— begin Selected text —
The death toll reported from the Philippines, based on data released by the Philippines' National Disaster Coordinating Council (NDCC), stands at 68 dead, 160 injured, and 69 unaccounted for. A total of 26,238 houses were destroyed and 76,062 damaged.

Cost estimates include (in pesos):

Agriculture:              405.3 million 
Fisheries:                 76.1 million
Infrastructure:           371.0 million 
Transmission Facilities:   26.6 million 
School Facilities:        130.0 million 
Total:                  1,008.9 million

Typhoon Muifa also had a destructive impact on Vietnam. Floods and landslides triggered by the typhoon killed about 40 people, and 40 more people were reported missing. There were also many villages in the mountains which needed urgent relief but which could not be quickly reached. Hoi An, which is the town of world heritage, was hit by the flood, and more than 80 old houses were in danger of collapse.

Huang Chunliang Report from the Philippines

       === Brief Report on Typhoon UNDING {MUIFA} ===
              (Rainfall Obs from Philippines)

Only daily amounts >= 100 mm listed:

BORONGAN (WMO98553 11.65N 125.43E)          103.6 mm  [14/00-15/00Z]
CATANDUANES RADAR (WMO98447 13.98N 124.32E) 246.4 mm  [15/00-16/00Z]
VIRAC (WMO98446 13.58N 124.23E)             207.3 mm  [15/00-16/00Z]
CATARMAN (WMO98546 12.50N 124.63E)          122.0 mm  [15/00-16/00Z]
CATANDUANES RADAR (WMO98447 13.98N 124.32E) 182.4 mm  [16/00-17/00Z]
PILI (WMO98442 13.57N 123.27E)              151.2 mm  [16/00-17/00Z]
DAET (WMO98440 14.13N 122.98E)              127.6 mm  [16/00-17/00Z]
VIRAC (WMO98446 13.58N 124.23E)             123.0 mm  [16/00-17/00Z]
SAN JOSE (WMO98531 12.35N 121.03E)          171.4 mm  [20/00-21/00Z]
TAYABAS (WMO98427 14.03N 121.58E)           103.1 mm  [20/00-21/00Z]

Huang Chunliang Report from Thailand

      === Brief Report on Typhoon MUIFA from Thailand ===

1. Landfall

According to the TMD warnings, Tropical Depression MUIFA 
made landfall near Amphoe Tha Chana, Surat Thani Province 
around 25/1500 UTC with a MSW of 30 knots.
— end Selected text —
— begin Entries shown —
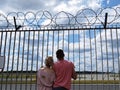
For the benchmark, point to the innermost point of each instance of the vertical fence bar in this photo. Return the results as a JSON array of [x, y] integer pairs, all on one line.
[[118, 53], [96, 72], [1, 72]]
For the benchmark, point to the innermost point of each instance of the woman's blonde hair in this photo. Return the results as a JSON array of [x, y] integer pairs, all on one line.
[[49, 61]]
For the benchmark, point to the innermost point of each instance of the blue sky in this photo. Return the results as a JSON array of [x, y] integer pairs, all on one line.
[[72, 7], [54, 5]]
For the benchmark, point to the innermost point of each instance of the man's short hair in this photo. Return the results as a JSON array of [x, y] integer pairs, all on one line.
[[60, 54]]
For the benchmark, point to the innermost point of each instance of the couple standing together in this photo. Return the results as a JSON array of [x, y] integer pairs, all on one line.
[[56, 76]]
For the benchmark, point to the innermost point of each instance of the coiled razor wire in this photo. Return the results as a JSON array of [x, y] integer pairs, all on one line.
[[41, 19]]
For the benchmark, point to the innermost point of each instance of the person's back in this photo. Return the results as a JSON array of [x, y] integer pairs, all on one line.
[[64, 71]]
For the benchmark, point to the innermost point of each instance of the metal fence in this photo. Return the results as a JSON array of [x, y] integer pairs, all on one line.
[[89, 39]]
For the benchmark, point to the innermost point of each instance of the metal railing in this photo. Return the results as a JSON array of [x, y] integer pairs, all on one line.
[[94, 49]]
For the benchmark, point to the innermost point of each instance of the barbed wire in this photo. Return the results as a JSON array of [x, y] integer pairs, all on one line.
[[83, 18]]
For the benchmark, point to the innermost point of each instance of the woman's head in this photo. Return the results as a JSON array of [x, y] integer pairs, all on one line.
[[49, 61], [60, 54]]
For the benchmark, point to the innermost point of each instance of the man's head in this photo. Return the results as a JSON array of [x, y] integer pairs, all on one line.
[[60, 54]]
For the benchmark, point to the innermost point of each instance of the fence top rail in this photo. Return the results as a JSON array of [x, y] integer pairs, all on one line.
[[85, 18]]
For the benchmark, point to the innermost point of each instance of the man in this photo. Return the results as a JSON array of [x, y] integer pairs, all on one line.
[[64, 71]]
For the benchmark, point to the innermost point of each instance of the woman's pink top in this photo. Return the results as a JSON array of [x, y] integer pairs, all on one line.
[[45, 79]]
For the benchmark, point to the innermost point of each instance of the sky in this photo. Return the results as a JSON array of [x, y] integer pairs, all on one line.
[[7, 6], [72, 7]]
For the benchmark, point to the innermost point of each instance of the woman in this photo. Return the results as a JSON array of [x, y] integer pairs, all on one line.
[[46, 75]]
— end Entries shown —
» **Exercise task A**:
Translate this sentence from the Typhoon Muifa report into Spanish: "A total of 26,238 houses were destroyed and 76,062 damaged."
» **Exercise task B**:
Pick up the Typhoon Muifa report right after its final sentence on the landfall in Surat Thani Province, and write a short continuation.

» **Exercise result A**:
Un total de 26 238 casas quedaron destruidas y 76 062 resultaron dañadas.

» **Exercise result B**:
2. Rainfall (Only 24-hr amounts >= 100 mm listed)

PRACHUAP KHIRIKHAN (WMO48500 11.83N 99.83E) 173.4 mm [25/00-26/00Z]
PRACHUAP KHIRIKHAN (WMO48500 11.83N 99.83E) 251.5 mm [25/06-26/06Z]
PRACHUAP KHIRIKHAN (WMO48500 11.83N 99.83E) 235.8 mm [25/18-26/18Z]

Michael Padua Report from Naga City, Philippines

Michael V. Padua, an amateur meteorologist in Naga City and 
owner of the Typhoon 2000 website, had a Close Encounter of 
the Third Kind with Typhoon Muifa when the cyclone made 
landfall near his home. Michael gained a considerable amount 
of publicity when, convinced that the typhoon was headed for 
the Naga City area but with the official PAGASA warnings 
continuing to forecast the storm to head northwestward away 
from the region, called the mayor of Naga City and advised 
him to make emergency preparations for Typhoon Muifa.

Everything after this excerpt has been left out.